Text extract

The present catalogue appropriately titled- "Saga of Hornbill" by Prof A.K.Das, Tagore Fellow is a humble effort to document the work of Milada Ganguli on Naga culture and tradition. It is hoped that the catalogue will enhance the need for heritage conservation at a time when there happens to be a drastic change in Naga life-style.

Although it took considerably a long time to publish the catalogue yet its academic interest has not decreased, rather it is a good thing that we have some record of the Naga art in transition. Besides, there is no doubt that this publication would ultimately fulfill the long felt academic need of the institution. This is the last one of the series of catalogues published by the Janapada Sampada Division during the period 2016-18. I am sure it would be useful for researchers and scholars dealing with tribal arts and crafts.

Introduction
The North East Frontier of India is a fantastic eco-cultural niche surrounded by China in North and Mekong River valley of the South East Asia consisting of countries like Myanmar, Thailand, Laos and Cambodia. This hilly region opens towards the flood plains of the Gigantic basin of Bangladesh and North Bengal in the west. It was known as Assam or Asom since Ahom rule which continued for 600 years (1226 — 1826 A.D) and ended with the Burmese invasion and Yandabo Treaty (1826 A.D) when British took over. Historically the region as a whole was identified with five hill districts and six plains districts of the undivided state of Assam and after the state reorganization in sixties and seventies the hill districts gradually transformed into three separate states- Nagaland, Mizoram and Meghalaya. Affectionately people called this region today as the "land of seven sisters" incorporating seven states- Assam, Arunachal Pradesh, Meghalaya, Mizoram, Manipur and Tripura. At a later stage for administrative convenience Sikkim was added to this conglomeration.

Parts of the exercise
A. Answer these from the Naga catalogue text:
(i) Who wrote the catalogue titled "Saga of Hornbill"?
(ii) Which division published the series of catalogues during 2016-18?
(iii) For how many years did Ahom rule continue?
B. For each statement, say whether the Naga catalogue text agrees and quote the words that decide it.
(i) The catalogue documents Milada Ganguli's work on Naga culture.
(ii) This catalogue is the first in its series.
(iii) Ahom rule ended with the Burmese invasion and the Yandabo Treaty.
C. Write the next part of the Naga catalogue text's introduction, picking up after its last sentence.
The data that comes after this text is separate material.

Extracted information
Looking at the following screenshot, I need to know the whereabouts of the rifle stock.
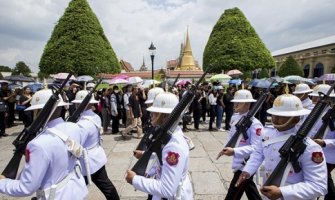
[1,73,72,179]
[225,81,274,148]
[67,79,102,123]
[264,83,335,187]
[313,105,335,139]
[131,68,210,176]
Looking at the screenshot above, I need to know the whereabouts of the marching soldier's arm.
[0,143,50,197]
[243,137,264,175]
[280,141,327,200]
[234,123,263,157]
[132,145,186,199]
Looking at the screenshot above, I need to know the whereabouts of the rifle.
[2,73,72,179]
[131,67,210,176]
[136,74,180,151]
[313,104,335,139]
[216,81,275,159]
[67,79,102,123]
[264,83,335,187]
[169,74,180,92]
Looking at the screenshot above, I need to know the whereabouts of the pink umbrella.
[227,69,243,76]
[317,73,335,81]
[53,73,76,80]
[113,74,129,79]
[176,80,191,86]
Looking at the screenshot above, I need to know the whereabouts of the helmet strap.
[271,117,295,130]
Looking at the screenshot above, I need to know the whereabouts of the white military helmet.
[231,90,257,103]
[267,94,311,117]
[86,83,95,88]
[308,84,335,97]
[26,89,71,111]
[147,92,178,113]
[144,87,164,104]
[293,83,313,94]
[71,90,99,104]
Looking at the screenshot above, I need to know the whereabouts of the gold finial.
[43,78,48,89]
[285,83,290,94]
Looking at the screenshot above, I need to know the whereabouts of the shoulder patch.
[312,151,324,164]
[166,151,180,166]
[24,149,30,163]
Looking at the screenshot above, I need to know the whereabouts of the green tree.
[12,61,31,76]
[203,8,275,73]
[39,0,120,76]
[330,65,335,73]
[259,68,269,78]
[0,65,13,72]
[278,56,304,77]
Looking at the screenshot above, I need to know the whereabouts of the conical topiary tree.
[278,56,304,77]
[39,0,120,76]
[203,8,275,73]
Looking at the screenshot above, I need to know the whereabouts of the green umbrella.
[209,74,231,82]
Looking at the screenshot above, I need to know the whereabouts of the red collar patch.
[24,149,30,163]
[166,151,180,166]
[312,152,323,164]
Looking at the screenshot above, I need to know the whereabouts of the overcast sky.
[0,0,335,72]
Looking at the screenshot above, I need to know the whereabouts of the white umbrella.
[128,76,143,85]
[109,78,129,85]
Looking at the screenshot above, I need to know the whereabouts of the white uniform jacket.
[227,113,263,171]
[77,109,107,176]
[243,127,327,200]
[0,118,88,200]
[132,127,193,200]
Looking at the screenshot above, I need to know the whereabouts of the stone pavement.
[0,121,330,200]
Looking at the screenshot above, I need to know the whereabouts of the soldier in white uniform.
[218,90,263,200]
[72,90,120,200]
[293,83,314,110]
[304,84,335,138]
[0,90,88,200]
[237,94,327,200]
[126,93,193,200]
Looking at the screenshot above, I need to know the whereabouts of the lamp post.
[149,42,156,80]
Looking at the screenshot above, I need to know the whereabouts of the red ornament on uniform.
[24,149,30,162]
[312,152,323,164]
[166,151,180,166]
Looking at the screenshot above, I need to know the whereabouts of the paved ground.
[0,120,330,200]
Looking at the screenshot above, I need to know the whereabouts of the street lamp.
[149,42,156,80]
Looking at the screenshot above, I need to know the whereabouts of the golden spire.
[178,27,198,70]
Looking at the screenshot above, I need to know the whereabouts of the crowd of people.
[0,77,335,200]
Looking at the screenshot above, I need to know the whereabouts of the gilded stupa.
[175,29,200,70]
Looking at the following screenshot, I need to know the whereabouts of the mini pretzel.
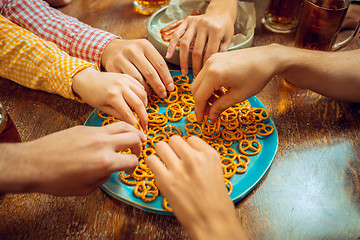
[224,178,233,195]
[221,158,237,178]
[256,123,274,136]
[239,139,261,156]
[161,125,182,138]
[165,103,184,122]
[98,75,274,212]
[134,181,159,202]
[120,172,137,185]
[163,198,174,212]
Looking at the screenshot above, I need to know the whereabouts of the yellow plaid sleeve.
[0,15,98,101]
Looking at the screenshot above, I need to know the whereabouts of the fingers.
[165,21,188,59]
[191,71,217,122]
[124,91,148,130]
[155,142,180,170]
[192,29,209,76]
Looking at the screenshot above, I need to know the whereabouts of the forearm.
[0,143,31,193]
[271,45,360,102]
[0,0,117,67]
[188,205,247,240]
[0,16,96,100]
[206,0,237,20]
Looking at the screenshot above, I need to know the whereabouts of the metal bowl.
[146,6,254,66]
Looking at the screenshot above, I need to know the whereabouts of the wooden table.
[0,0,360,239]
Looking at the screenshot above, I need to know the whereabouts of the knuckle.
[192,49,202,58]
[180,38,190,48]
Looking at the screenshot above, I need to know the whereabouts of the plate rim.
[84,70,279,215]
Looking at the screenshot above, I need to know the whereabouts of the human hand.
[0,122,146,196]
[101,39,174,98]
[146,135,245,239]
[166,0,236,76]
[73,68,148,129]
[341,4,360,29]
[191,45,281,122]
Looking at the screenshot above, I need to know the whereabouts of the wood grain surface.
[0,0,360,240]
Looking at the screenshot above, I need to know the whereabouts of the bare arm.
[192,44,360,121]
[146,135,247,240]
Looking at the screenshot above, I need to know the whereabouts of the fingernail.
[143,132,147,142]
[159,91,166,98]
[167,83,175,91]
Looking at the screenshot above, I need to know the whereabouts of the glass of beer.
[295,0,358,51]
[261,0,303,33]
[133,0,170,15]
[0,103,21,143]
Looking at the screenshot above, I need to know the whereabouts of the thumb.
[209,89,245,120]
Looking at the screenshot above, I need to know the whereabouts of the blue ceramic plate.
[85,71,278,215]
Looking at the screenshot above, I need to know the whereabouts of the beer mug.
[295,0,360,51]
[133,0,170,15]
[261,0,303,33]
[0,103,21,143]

Answers provided
A.
(i) Prof A.K.Das, Tagore Fellow
(ii) The Janapada Sampada Division
(iii) 600 years (1226 — 1826 A.D)

B.
(i) Yes: "document the work of Milada Ganguli on Naga culture and tradition"
(ii) No: "This is the last one of the series of catalogues"
(iii) Yes: "ended with the Burmese invasion and Yandabo Treaty (1826 A.D)"

C.
In the Indian myth and epic literatures this region was identified with Kamrupa having its capital at Pragjyotishpura- present day city of Guwahati. Archaeological relics around the Brahmaputra valley and the foothills show the Sanskritized cultural milieu of circa 3rd or 4th century A.D. Some of the local archaeologist tries to push back the date to circa 1st century B.0 on the basis of Surya Pahar and other such finds (1). However the epitome of archaeological glory of the region vested in the Da Parbatia temple relics of circa 6th century A.D. The cultural influence from the Tibet and the South East Asia is of later period. The Towang monastery in Arunachal Pradesh has been built by Mera Lama in circa 16th century A.D. The Noi Khomong stupa in Vijaynagar, Changlang District of Arunachal Pradesh has been dated as middle of 18th century A.D (2). There are minor finds of archaeological significance scattered here and there could be associated with post medieval period only.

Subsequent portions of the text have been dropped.